[SELECTION]:
◇ ◇ ◇ ◇
When you’ve got a wedding at 11:00 and a line dancing hoedown at 12:00.
Do you like countryside estates? Do you like weddings? Do you like headache inducing lemurs? If so, we’ve got the perfect hour of television for you!
After the fairly restrictive brief of office spaces last week the interior designers are this week being let loose within a “deluxe hotel and destination wedding venue” – they say deluxe but please tell me what deluxe hotel has a bedroom layout as abominable as this

and that’s only the beginning of the issues!
For the challenge the teams have been split into 2 groups, one will tackle maximal designs while the others will have to tackle understated glamour but everyone will still have their own bedrooms, one in each team will also have to do a bridal suite but there is no requirement of cohesiveness between the room as we will soon find out. And as an added threat 2 designers will be sent home this week.
The teams are:
Maximal: Jon, Barbara, Peter and Micaela.
Understated: Paul, Siobhan, Lynsey and Charlotte.
Team Understated: Less is Best
Lynsey

By the way, no I don’t know why they did the talking heads in such a way that makes them look like they’re about to go and work in a field for the afternoon.
◇ ◇ ◇ ◇
[WORK INSTRUCTIONS]:
**1)** In the episode recap, copy the passage that begins at "and that’s only" and stops after "for the afternoon.", substituting "honeymoon suite" for "bridal suite".
**2)** Answer these from the episode recap:
(a) At what time is the line dancing hoedown?
(b) How many designers will be sent home this week?
(c) Which team is Siobhan on?
**3)** Extend the episode recap, picking up after its last sentence.

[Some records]
◇ ◇ ◇ ◇
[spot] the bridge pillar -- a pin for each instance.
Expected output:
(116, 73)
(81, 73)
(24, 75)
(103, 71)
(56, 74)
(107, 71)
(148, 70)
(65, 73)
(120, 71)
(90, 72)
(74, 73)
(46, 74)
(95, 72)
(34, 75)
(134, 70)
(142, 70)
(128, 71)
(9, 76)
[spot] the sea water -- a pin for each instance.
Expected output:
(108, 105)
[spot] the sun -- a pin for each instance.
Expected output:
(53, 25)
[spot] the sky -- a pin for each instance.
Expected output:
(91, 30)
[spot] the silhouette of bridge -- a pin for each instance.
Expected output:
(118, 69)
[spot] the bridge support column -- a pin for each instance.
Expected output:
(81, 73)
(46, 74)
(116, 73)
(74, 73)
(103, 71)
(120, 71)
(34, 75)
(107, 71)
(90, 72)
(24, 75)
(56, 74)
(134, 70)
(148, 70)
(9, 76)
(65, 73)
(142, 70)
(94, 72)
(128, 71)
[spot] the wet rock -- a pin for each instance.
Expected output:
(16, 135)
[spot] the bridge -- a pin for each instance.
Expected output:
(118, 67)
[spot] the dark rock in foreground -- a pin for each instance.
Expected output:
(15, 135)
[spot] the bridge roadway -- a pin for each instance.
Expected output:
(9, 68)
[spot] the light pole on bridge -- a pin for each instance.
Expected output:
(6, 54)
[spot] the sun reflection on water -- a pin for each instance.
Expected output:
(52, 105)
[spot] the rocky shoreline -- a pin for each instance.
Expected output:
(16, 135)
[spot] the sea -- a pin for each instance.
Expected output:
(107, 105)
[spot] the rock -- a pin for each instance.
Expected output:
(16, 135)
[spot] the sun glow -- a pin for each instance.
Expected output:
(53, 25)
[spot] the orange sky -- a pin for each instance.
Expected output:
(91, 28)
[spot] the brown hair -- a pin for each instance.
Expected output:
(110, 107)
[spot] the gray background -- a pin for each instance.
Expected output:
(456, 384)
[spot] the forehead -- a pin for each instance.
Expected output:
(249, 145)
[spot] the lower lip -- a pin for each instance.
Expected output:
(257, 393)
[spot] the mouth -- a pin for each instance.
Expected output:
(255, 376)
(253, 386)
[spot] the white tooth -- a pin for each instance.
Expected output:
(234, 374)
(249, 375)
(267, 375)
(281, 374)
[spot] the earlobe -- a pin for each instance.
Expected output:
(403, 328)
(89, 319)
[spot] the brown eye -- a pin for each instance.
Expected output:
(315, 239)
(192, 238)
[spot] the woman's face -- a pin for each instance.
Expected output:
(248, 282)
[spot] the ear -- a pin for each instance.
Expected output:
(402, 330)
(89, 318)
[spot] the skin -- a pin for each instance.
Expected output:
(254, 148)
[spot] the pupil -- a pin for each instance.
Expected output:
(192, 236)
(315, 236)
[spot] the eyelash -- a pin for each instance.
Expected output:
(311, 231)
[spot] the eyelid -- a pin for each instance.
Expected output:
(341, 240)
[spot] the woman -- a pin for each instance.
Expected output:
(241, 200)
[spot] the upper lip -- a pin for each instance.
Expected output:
◇ ◇ ◇ ◇
[EXPECTED RESPONSES]:
**1)**
and that’s only the beginning of the issues!
For the challenge the teams have been split into 2 groups, one will tackle maximal designs while the others will have to tackle understated glamour but everyone will still have their own bedrooms, one in each team will also have to do a honeymoon suite but there is no requirement of cohesiveness between the room as we will soon find out. And as an added threat 2 designers will be sent home this week.
The teams are:
Maximal: Jon, Barbara, Peter and Micaela.
Understated: Paul, Siobhan, Lynsey and Charlotte.
Team Understated: Less is Best
Lynsey

By the way, no I don’t know why they did the talking heads in such a way that makes them look like they’re about to go and work in a field for the afternoon.

**2)**
(a) 12:00
(b) 2
(c) Understated

**3)**
Out of everyone I think Lynsey got done the most dirty by her room layout with the quite frankly bizarre placement of the sink which she had to then work out how to hide and yet not lose any of the meagre space in this alleged luxury, destination wedding bedroom – I imagine this is the room you give to the bridesmaid you like least. Her solution to the sink dilemma was to create a sort of fence which was at least a better solution than erecting an entire wall but did unfortunately look like the changing room of a gym

And the paleness of the whole room while light and area does make that TV an utter eyesore but I’m not sure how it ever couldn’t be short of removing it entirely. I do think the room turned out a lot better than I thought it would because the 3D design model made it look like someone had repurposed office supplies into a bedroom

Michelle and guest judge Kit Kemp love the whole room though, I lean towards it being a little too spartan and I think a lot of it is to do with the lamps looking quite industrial

Put a shade over them and all is forgiven.
Paul

Paul to me came across as the designer with the best grasp of the brief – his moodboard was clear and well explained with his choices of soft metallics and greys – which of course run the risk of being so pale they disappear into irrelevance but he has such a good understanding of aesthetics that I always feel safe with his design decisions, and his banter with Alan Carr that borders on sexual tension? A+ television. Honestly, reboot Changing Rooms to have him on it – Siobhan can come too. BRING ON THE MDF RENAISSANCE.
While Paul wasn’t knocking over Siobhan’s paint… He was busy sawing off the legs of bedside tables like a disturbed child does with spiders

I personally like it, who needs legs anyway? and I will also defend his enormously tall lamps with my last dying breath, I think they’re so absurd and have that real sort bougie vibe to them

The bed on the other hand?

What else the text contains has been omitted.